## Work item
Could you copy the whole listing below exactly as written?

## Record set
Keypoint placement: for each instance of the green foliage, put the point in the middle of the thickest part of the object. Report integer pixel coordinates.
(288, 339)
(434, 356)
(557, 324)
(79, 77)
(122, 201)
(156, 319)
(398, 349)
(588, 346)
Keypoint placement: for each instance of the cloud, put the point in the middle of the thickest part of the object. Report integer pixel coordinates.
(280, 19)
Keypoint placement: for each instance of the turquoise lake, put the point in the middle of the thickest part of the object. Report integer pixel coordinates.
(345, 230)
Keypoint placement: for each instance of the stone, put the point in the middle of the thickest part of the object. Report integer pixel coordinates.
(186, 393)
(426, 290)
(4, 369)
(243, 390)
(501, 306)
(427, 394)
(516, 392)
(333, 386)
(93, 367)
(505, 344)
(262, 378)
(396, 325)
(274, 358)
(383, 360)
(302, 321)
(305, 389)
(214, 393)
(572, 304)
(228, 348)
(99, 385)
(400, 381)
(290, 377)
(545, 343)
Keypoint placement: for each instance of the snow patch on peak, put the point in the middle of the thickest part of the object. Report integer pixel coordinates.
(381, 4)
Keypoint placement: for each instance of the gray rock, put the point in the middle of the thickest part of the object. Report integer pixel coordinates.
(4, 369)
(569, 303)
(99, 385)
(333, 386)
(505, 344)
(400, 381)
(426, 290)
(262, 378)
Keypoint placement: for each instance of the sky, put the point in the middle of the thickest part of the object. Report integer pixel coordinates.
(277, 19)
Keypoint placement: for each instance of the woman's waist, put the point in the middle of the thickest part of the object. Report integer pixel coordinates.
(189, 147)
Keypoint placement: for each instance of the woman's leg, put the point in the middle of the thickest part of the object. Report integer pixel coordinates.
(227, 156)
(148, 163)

## Task solution
Keypoint placement: for each instance of the green foliage, put the point in the middle of the thickest part of the object. Report integer pixel coordinates.
(288, 339)
(434, 356)
(557, 324)
(79, 77)
(122, 201)
(156, 319)
(398, 349)
(588, 346)
Keypoint placement: for each instance of the cloud, put the point in the middle of the thickest part of the object. Report integer pixel coordinates.
(280, 19)
Keypoint placement: for each instance of the turquoise lake, put the point in the middle of the thickest part of the object. Report integer pixel coordinates.
(345, 230)
Keypoint placement: for each instance of the stone, put the point in the middle of the thickest part of the object. Report integer pixel coordinates.
(186, 393)
(426, 290)
(4, 369)
(243, 390)
(501, 306)
(427, 394)
(516, 392)
(333, 386)
(93, 367)
(505, 344)
(262, 378)
(396, 325)
(274, 358)
(383, 360)
(302, 321)
(305, 389)
(214, 393)
(572, 304)
(228, 348)
(99, 385)
(400, 381)
(290, 377)
(545, 343)
Keypoint placement: for each instance of the snow patch on peak, put the point in the middle of the thickest part of the object. Report integer pixel coordinates.
(381, 4)
Keypoint placement: for each instance of the gray rock, put the point in the middle of the thickest part of the object. Report integer pixel coordinates.
(4, 369)
(569, 303)
(99, 385)
(333, 386)
(505, 344)
(400, 381)
(426, 290)
(262, 378)
Keypoint placement: for each instance of the sky, put the point in the middle of the thickest part of the object. Report integer pixel coordinates.
(277, 19)
Keypoint placement: for each instance of the woman's waist, put the point in the middle of the thickest part of the object. Report integer pixel coordinates.
(189, 147)
Keypoint placement: for each instance of the woman's leg, put the point in the middle of the thickest part of the object. Report integer pixel coordinates.
(227, 156)
(148, 163)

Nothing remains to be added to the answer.